BEGIN Listed records
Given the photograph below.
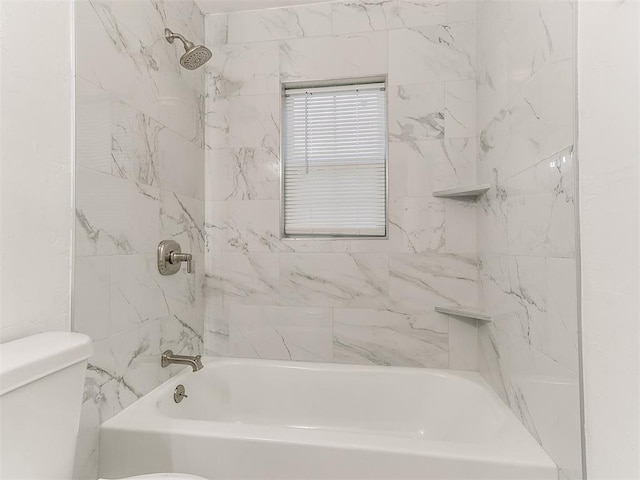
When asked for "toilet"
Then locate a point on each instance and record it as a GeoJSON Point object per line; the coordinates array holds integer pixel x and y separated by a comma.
{"type": "Point", "coordinates": [41, 383]}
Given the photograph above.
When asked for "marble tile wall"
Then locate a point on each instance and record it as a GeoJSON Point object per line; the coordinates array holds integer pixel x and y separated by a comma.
{"type": "Point", "coordinates": [360, 301]}
{"type": "Point", "coordinates": [139, 180]}
{"type": "Point", "coordinates": [527, 222]}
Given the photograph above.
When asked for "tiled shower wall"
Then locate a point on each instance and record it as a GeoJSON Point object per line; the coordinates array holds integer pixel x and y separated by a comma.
{"type": "Point", "coordinates": [361, 301]}
{"type": "Point", "coordinates": [527, 221]}
{"type": "Point", "coordinates": [139, 180]}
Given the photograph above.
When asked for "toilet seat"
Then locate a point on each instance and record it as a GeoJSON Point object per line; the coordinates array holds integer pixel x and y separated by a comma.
{"type": "Point", "coordinates": [162, 476]}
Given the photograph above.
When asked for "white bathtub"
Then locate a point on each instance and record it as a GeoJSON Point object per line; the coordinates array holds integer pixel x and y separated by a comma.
{"type": "Point", "coordinates": [284, 420]}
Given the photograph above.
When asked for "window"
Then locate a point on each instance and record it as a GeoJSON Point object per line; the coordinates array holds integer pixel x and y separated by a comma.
{"type": "Point", "coordinates": [335, 161]}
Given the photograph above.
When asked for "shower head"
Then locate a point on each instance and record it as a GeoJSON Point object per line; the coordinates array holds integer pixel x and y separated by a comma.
{"type": "Point", "coordinates": [195, 55]}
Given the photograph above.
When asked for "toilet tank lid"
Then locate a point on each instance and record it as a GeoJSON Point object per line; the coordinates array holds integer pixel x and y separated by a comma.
{"type": "Point", "coordinates": [27, 359]}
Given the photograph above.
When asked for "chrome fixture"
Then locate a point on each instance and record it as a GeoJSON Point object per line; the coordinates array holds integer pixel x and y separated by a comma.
{"type": "Point", "coordinates": [178, 394]}
{"type": "Point", "coordinates": [195, 55]}
{"type": "Point", "coordinates": [169, 358]}
{"type": "Point", "coordinates": [170, 256]}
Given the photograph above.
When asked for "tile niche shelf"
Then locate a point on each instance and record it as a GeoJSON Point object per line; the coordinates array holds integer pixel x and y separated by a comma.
{"type": "Point", "coordinates": [465, 312]}
{"type": "Point", "coordinates": [471, 192]}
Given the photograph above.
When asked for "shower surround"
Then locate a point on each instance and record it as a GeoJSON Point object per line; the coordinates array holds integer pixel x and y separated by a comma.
{"type": "Point", "coordinates": [354, 301]}
{"type": "Point", "coordinates": [139, 169]}
{"type": "Point", "coordinates": [527, 229]}
{"type": "Point", "coordinates": [479, 92]}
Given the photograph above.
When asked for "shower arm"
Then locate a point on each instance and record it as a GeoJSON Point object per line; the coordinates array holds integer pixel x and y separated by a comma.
{"type": "Point", "coordinates": [170, 36]}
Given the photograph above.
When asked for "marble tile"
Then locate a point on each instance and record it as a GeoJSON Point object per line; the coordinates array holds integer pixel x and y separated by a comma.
{"type": "Point", "coordinates": [216, 29]}
{"type": "Point", "coordinates": [121, 370]}
{"type": "Point", "coordinates": [94, 128]}
{"type": "Point", "coordinates": [336, 57]}
{"type": "Point", "coordinates": [433, 53]}
{"type": "Point", "coordinates": [535, 300]}
{"type": "Point", "coordinates": [279, 24]}
{"type": "Point", "coordinates": [248, 122]}
{"type": "Point", "coordinates": [542, 210]}
{"type": "Point", "coordinates": [134, 145]}
{"type": "Point", "coordinates": [183, 333]}
{"type": "Point", "coordinates": [420, 223]}
{"type": "Point", "coordinates": [180, 166]}
{"type": "Point", "coordinates": [462, 11]}
{"type": "Point", "coordinates": [492, 94]}
{"type": "Point", "coordinates": [145, 218]}
{"type": "Point", "coordinates": [383, 337]}
{"type": "Point", "coordinates": [364, 16]}
{"type": "Point", "coordinates": [461, 228]}
{"type": "Point", "coordinates": [254, 226]}
{"type": "Point", "coordinates": [92, 297]}
{"type": "Point", "coordinates": [216, 335]}
{"type": "Point", "coordinates": [514, 291]}
{"type": "Point", "coordinates": [103, 214]}
{"type": "Point", "coordinates": [215, 228]}
{"type": "Point", "coordinates": [334, 280]}
{"type": "Point", "coordinates": [137, 293]}
{"type": "Point", "coordinates": [539, 33]}
{"type": "Point", "coordinates": [87, 455]}
{"type": "Point", "coordinates": [245, 69]}
{"type": "Point", "coordinates": [251, 278]}
{"type": "Point", "coordinates": [536, 383]}
{"type": "Point", "coordinates": [460, 109]}
{"type": "Point", "coordinates": [560, 340]}
{"type": "Point", "coordinates": [182, 220]}
{"type": "Point", "coordinates": [417, 283]}
{"type": "Point", "coordinates": [242, 174]}
{"type": "Point", "coordinates": [417, 169]}
{"type": "Point", "coordinates": [493, 218]}
{"type": "Point", "coordinates": [281, 333]}
{"type": "Point", "coordinates": [463, 344]}
{"type": "Point", "coordinates": [416, 112]}
{"type": "Point", "coordinates": [541, 118]}
{"type": "Point", "coordinates": [493, 359]}
{"type": "Point", "coordinates": [110, 56]}
{"type": "Point", "coordinates": [359, 16]}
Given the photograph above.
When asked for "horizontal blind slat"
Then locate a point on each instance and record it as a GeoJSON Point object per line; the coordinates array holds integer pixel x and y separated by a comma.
{"type": "Point", "coordinates": [334, 161]}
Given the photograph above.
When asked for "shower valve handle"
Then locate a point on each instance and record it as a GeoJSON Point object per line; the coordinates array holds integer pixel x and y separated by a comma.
{"type": "Point", "coordinates": [170, 257]}
{"type": "Point", "coordinates": [176, 258]}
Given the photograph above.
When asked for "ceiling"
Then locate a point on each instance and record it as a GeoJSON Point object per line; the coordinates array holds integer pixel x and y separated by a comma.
{"type": "Point", "coordinates": [223, 6]}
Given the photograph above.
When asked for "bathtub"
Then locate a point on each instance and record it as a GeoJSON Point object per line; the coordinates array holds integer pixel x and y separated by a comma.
{"type": "Point", "coordinates": [290, 420]}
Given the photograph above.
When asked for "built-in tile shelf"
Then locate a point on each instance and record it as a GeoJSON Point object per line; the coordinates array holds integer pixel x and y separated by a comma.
{"type": "Point", "coordinates": [465, 313]}
{"type": "Point", "coordinates": [473, 191]}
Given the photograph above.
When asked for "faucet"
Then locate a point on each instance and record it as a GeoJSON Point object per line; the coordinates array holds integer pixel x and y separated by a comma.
{"type": "Point", "coordinates": [168, 358]}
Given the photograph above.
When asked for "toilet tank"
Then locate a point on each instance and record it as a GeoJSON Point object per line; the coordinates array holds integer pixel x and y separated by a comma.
{"type": "Point", "coordinates": [41, 383]}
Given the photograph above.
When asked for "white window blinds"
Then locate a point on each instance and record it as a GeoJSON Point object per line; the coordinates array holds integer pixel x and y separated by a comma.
{"type": "Point", "coordinates": [334, 161]}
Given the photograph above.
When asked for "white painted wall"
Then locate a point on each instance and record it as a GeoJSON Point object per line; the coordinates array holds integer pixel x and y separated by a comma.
{"type": "Point", "coordinates": [609, 148]}
{"type": "Point", "coordinates": [36, 153]}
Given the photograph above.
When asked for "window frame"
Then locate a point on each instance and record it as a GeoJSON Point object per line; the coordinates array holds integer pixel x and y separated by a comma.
{"type": "Point", "coordinates": [339, 83]}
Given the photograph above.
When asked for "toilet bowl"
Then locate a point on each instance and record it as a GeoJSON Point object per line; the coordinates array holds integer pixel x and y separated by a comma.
{"type": "Point", "coordinates": [41, 382]}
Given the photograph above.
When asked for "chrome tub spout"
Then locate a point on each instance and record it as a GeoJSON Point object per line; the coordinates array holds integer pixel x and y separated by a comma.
{"type": "Point", "coordinates": [169, 358]}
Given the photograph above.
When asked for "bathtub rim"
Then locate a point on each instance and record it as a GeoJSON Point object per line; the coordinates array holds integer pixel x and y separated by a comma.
{"type": "Point", "coordinates": [515, 446]}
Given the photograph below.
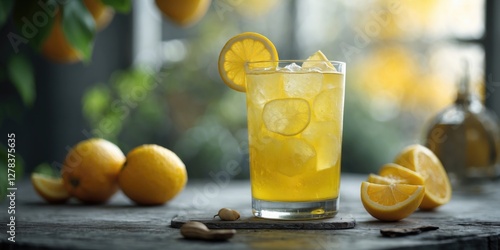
END Listed records
Task details:
Only lines holding the word "shower" belong in the answer; copy all of them from the records.

Task response:
When asked for "tiled shower wall"
When asked for "shower head"
When asked for "shower surround"
When asked for "shower arm"
When asked for "shower valve handle"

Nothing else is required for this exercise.